SET EXERCISE 1
Repeat everything in the campus sustainability passage from "On a breezy" down to "on their efforts.".
SET EXERCISE 2
Answer these questions using the campus sustainability passage:
(a) What acronym does the student group Sustainable Environments and Ecological Design go by?
(b) How many people filled the small theater for the November forum?
(c) In what month was the campuswide teleconference on sustainable practices held?

SOURCE PASSAGE
****
On a breezy November afternoon in 2006, a small group of students waited in the Olpin Union Building theater on the University of Utah campus. Alexandra Parvaz, Lindsay Clark, Shane Smith, and other students affiliated with Sustainable Environments and Ecological Design, a group that goes by the acronym SEED, were frustrated. For more than a year they had fought for better recycling, less water waste, and more space for community gardening at the U, but with little success. The campus administration, they believed, wasn’t doing enough to work with them on their efforts.
“I felt the prevailing culture of the campus then was resistant to change,” says Parvaz BA’06 BS’06 MS’11. “They didn’t seem to account for wasted water, energy, and over-consumption.” The students had invited campus administrators to a public discussion about a “Sustainable Campus Initiative” on this November afternoon. For the meeting, the students planned to use a charrette method, a group planning technique for helping brainstorm with all stakeholders, with the aim of defusing confrontational attitudes and eventually coming together to promote joint ownership of solutions. The students wondered, though, whether anyone would even show up.
Soon, a crowd of more than 70 staff, faculty, and community members, as well as students, filled the small theater. The audience included a representative from the Utah Office of Energy Development, a Salt Lake City Council member, and a Utah legislator. The students with SEED were elated. They talked to the group about their frustrations and discussed the need for different interests to unite. They asked for the group’s ideas on what needed to be done to make the U an environmentally sustainable campus.
The forum broke barriers. “Our perception of an administration closed to creating something like an office of sustainability was shattered,” Smith BA’01 BS’01 MAr’07 says. “It became clear that many staff at the University were already working to integrate ecological principles and that administrators were working hard to provide the necessary resources to support these activities.”
Indeed, just a month before their forum at the Union Building, Lorris Betz, then senior vice president of Health Sciences, had asked Bruce Gillars, the associate director of Space Planning and Management, to host a campuswide teleconference on sustainable practices for universities. After the October teleconference, and unbeknownst to students, Betz then had begun recruiting a group of faculty members to develop an action plan for what sustainability might look like at the U. At the forum, the students learned that faculty members and administrators were moving right beside them in support of campus sustainability. The U’s Facilities Office had already been taking measures toward sustainability, such as improving energy efficiency across campus. “Facilities was very much out ahead of us, but over time I believe SEED got everyone in the same room,” Smith says. As a result of that November meeting, and with the concept of campus sustainability firmly planted, the administrators, faculty and staff members, and students organized more forums, and they created a task force for designing an Office of Sustainability.
****
DATASET EXCERPT
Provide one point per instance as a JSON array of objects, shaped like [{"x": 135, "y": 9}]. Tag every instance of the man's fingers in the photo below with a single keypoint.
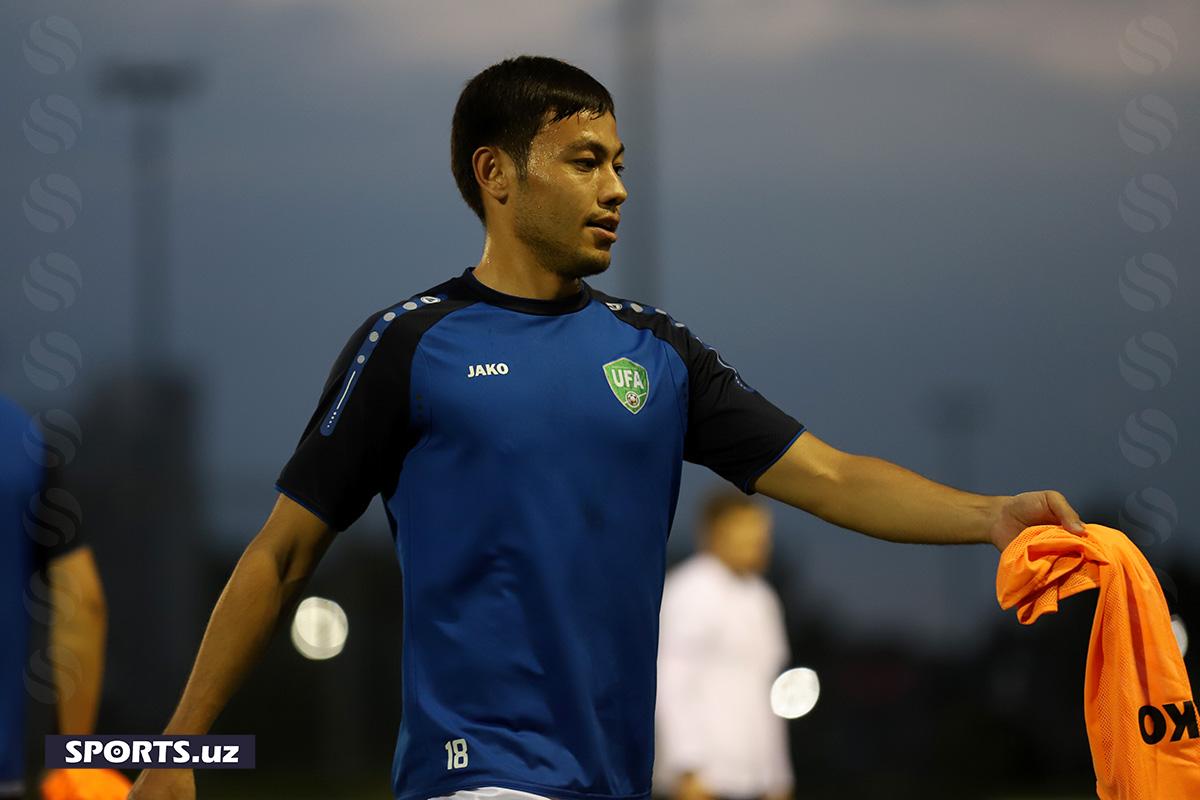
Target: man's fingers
****
RESPONSE 1
On a breezy November afternoon in 2006, a small group of students waited in the Olpin Union Building theater on the University of Utah campus. Alexandra Parvaz, Lindsay Clark, Shane Smith, and other students affiliated with Sustainable Environments and Ecological Design, a group that goes by the acronym SEED, were frustrated. For more than a year they had fought for better recycling, less water waste, and more space for community gardening at the U, but with little success. The campus administration, they believed, wasn’t doing enough to work with them on their efforts.

RESPONSE 2
(a) SEED
(b) More than 70
(c) October